TASK DETAILS = Rewrite the stretch of the Arif Havas Oegroseno text from "Throughout the 2000s, Oegroseno" through "minister in 2024.", putting "historic" in place of "landmark".

[GIVEN PASSAGE]

Ambassador of Indonesia to Germany
- In office 20 February 2018 – December 2024
- President: Joko Widodo
- Preceded by: Fauzi Bowo
- Succeeded by: Fajar Wirawan Harijo (acting) Abdul Kadir Jailani

Deputy for Maritime Sovereignty of the Coordinating Ministry for Maritime Affairs
- In office 12 June 2015 – 16 April 2018
- Preceded by: Position established
- Succeeded by: Purbaya Yudhi Sadewa

Ambassador of Indonesia to Belgium, Luxembourg, and the European Union
- In office 10 August 2010 – January 2015
- President: Susilo Bambang Yudhoyono Joko Widodo
- Preceded by: Nadjib Riphat Kesoema
- Succeeded by: Yuri Octavian Thamrin

Director General for International Law and Treaties
- In office 3 November 2008 – September 2010
- Preceded by: Eddy Pratomo
- Succeeded by: Linggawaty Hakim

Personal details
- Born: 12 March 1963 (age 63) Semarang, Central Java, Indonesia
- Spouse: Sartika Oegroseno
- Children: 2
- Parents: Amir Fattah (father); Yuniarti (mother);
- Education: Diponegoro University (SH) Harvard Law School (LLM)
- Profession: Diplomat

= Arif Havas Oegroseno =

Indonesian diplomat (born 1963)

Arif Havas Oegroseno (born 12 March 1963) is an Indonesian diplomat who is currently serving as the vice foreign minister of Indonesia since 21 October 2024. Prior to his current position, Arif was posted as ambassador to Germany from 2018 and 2024 and as ambassador to Belgium and the European Union from 2010 to 2014.

Born and raised in Semarang, he graduated with a law degree from Diponegoro University in 1986 before joining the foreign ministry. After earning a Master of Laws from Harvard Law School in 1992 and passing the bar in Texas, his career brought him to Geneva and Lisbon, where he worked to restore bilateral relations with Portugal during the latter.

Throughout the 2000s, Oegroseno emerged as a key figure in Indonesia's territorial and maritime diplomacy, serving as director, and then director general responsible for matters pertaining to international law and treaties. He led technical negotiations over the Ambalat block dispute with Malaysia and helped secure landmark agreements. He was then appointed as ambassador to Belgium, Luxembourg, and the European Union in 2010, where he utilized "Tintin diplomacy" to promote tourism, before returning to Jakarta in 2015 to serve as deputy for maritime sovereignty. In 2018, he was appointed ambassador to Germany, a post he held until his appointment as vice foreign minister in 2024.

[/GIVEN PASSAGE]
[SUPPLIED MATERIAL]

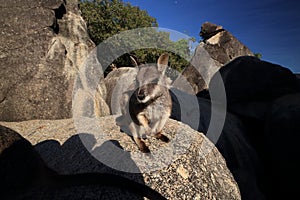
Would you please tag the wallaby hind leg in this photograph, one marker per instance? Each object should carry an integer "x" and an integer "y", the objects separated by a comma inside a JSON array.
[
  {"x": 135, "y": 129},
  {"x": 142, "y": 146},
  {"x": 161, "y": 137}
]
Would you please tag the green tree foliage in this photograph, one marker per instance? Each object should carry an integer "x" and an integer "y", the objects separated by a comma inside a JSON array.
[{"x": 106, "y": 18}]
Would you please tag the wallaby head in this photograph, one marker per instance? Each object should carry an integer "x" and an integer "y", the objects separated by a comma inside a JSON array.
[{"x": 151, "y": 79}]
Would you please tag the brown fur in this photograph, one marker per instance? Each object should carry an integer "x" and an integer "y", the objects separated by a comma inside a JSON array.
[{"x": 147, "y": 107}]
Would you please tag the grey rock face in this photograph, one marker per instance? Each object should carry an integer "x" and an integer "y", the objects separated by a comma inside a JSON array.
[
  {"x": 43, "y": 44},
  {"x": 217, "y": 48},
  {"x": 189, "y": 167}
]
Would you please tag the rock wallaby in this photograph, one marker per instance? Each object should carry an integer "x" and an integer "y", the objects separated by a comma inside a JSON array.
[
  {"x": 147, "y": 104},
  {"x": 22, "y": 168}
]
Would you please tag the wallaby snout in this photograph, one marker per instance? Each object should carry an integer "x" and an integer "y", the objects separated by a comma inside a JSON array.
[{"x": 141, "y": 94}]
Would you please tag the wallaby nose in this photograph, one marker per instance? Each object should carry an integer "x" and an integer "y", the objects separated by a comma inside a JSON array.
[{"x": 141, "y": 94}]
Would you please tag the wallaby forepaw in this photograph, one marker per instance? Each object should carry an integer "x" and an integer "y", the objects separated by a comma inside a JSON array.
[
  {"x": 162, "y": 137},
  {"x": 144, "y": 149}
]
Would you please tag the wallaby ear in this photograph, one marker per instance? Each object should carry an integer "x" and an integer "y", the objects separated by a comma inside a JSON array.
[
  {"x": 134, "y": 61},
  {"x": 162, "y": 61}
]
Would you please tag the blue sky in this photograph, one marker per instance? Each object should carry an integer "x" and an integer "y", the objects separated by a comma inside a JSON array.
[{"x": 270, "y": 27}]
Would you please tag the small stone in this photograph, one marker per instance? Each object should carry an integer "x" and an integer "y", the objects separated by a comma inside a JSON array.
[{"x": 182, "y": 172}]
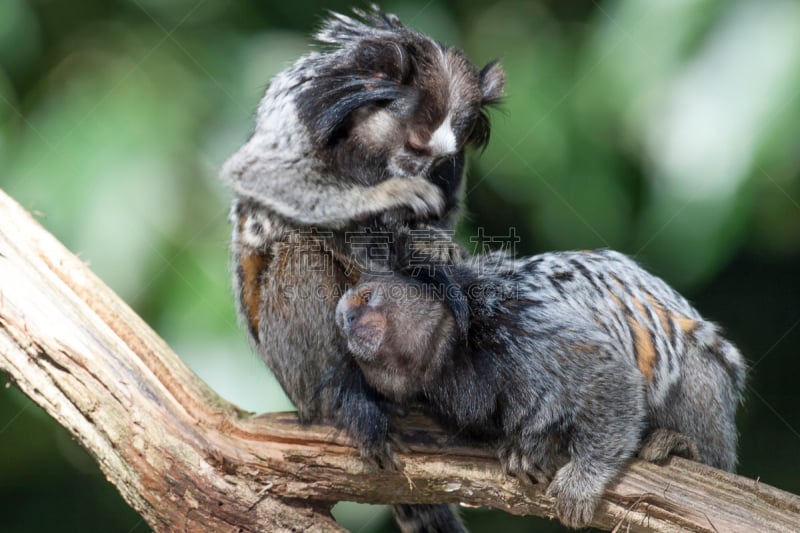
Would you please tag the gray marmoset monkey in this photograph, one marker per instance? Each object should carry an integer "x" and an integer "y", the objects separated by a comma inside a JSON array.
[
  {"x": 364, "y": 137},
  {"x": 564, "y": 362}
]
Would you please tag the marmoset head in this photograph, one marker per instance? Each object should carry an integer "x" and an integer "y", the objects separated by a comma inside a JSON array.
[
  {"x": 399, "y": 330},
  {"x": 385, "y": 100}
]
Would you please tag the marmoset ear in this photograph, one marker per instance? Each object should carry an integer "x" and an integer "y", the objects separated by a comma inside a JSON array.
[{"x": 493, "y": 82}]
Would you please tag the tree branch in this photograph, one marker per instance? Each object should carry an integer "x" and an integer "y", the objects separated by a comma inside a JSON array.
[{"x": 186, "y": 459}]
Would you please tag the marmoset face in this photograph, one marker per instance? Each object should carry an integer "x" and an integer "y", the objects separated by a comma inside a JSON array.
[{"x": 391, "y": 102}]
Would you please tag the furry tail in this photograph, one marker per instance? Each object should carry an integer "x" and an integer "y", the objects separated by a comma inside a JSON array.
[{"x": 428, "y": 519}]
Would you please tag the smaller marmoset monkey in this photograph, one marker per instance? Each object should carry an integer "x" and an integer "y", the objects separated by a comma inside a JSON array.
[{"x": 566, "y": 363}]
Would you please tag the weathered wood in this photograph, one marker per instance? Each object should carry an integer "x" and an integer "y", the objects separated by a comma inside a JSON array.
[{"x": 185, "y": 459}]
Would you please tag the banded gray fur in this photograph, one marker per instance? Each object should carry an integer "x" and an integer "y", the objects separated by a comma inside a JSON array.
[
  {"x": 570, "y": 360},
  {"x": 365, "y": 135}
]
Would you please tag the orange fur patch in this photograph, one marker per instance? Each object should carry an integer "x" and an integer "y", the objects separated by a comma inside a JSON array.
[
  {"x": 688, "y": 325},
  {"x": 252, "y": 265},
  {"x": 646, "y": 353}
]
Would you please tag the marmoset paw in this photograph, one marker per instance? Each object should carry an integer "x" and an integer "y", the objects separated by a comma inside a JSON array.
[{"x": 574, "y": 508}]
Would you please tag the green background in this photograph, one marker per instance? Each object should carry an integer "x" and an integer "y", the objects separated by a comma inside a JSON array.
[{"x": 667, "y": 130}]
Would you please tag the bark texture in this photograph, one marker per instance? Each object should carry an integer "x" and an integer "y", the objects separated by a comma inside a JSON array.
[{"x": 187, "y": 460}]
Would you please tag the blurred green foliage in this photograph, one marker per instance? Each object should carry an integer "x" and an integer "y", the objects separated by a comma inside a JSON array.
[{"x": 668, "y": 130}]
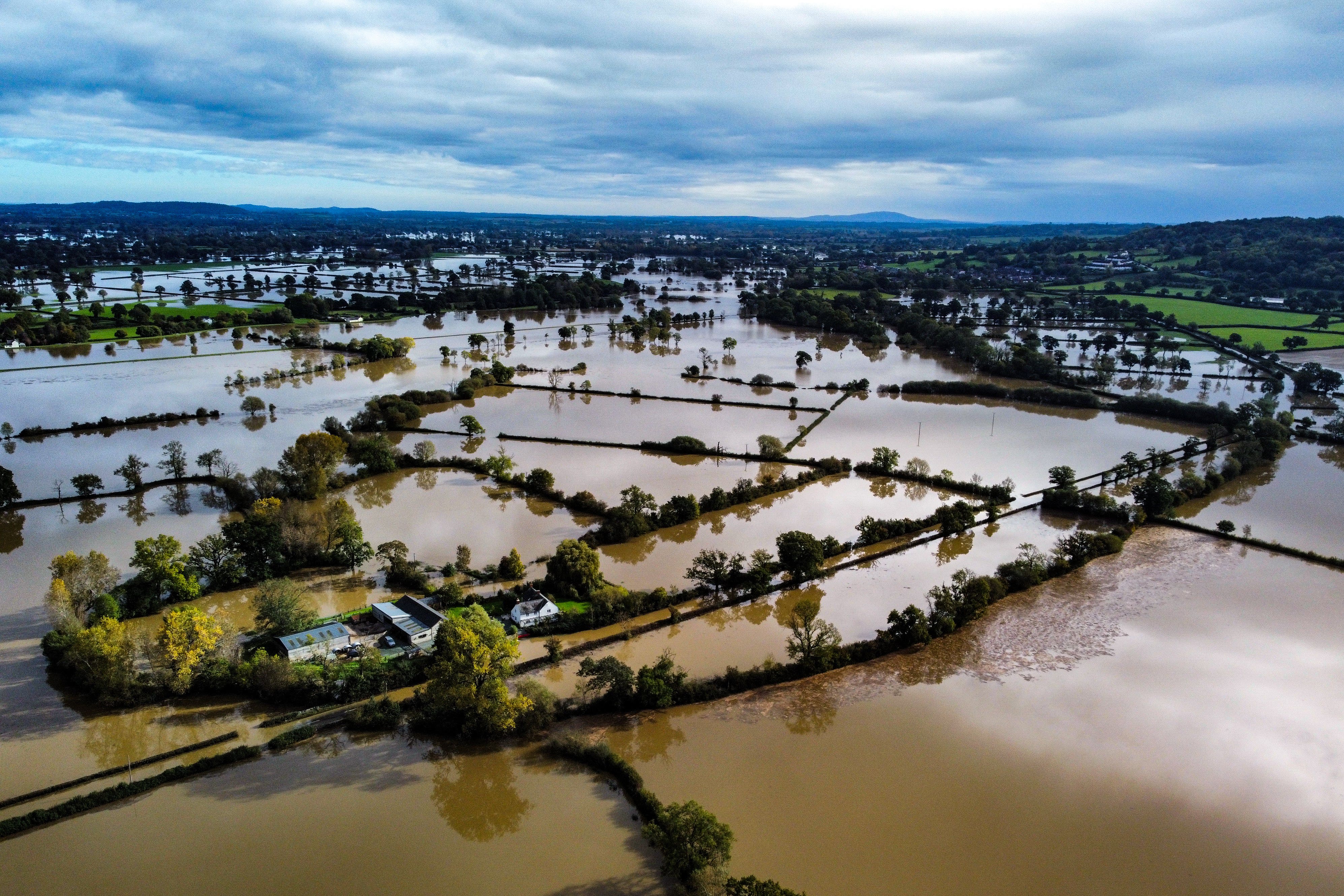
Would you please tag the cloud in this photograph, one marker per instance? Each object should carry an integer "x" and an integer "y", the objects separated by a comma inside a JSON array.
[{"x": 1041, "y": 109}]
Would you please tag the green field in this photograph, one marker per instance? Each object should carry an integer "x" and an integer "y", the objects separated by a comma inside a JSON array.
[
  {"x": 833, "y": 293},
  {"x": 1212, "y": 315},
  {"x": 920, "y": 267},
  {"x": 1177, "y": 262},
  {"x": 1273, "y": 339},
  {"x": 173, "y": 269},
  {"x": 199, "y": 311},
  {"x": 1100, "y": 287}
]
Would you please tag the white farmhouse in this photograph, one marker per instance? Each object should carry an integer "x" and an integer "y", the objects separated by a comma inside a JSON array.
[{"x": 534, "y": 609}]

[/SUPPLIED MATERIAL]

RESPONSE TO THIS EXERCISE =
Throughout the 2000s, Oegroseno emerged as a key figure in Indonesia's territorial and maritime diplomacy, serving as director, and then director general responsible for matters pertaining to international law and treaties. He led technical negotiations over the Ambalat block dispute with Malaysia and helped secure historic agreements. He was then appointed as ambassador to Belgium, Luxembourg, and the European Union in 2010, where he utilized "Tintin diplomacy" to promote tourism, before returning to Jakarta in 2015 to serve as deputy for maritime sovereignty. In 2018, he was appointed ambassador to Germany, a post he held until his appointment as vice foreign minister in 2024.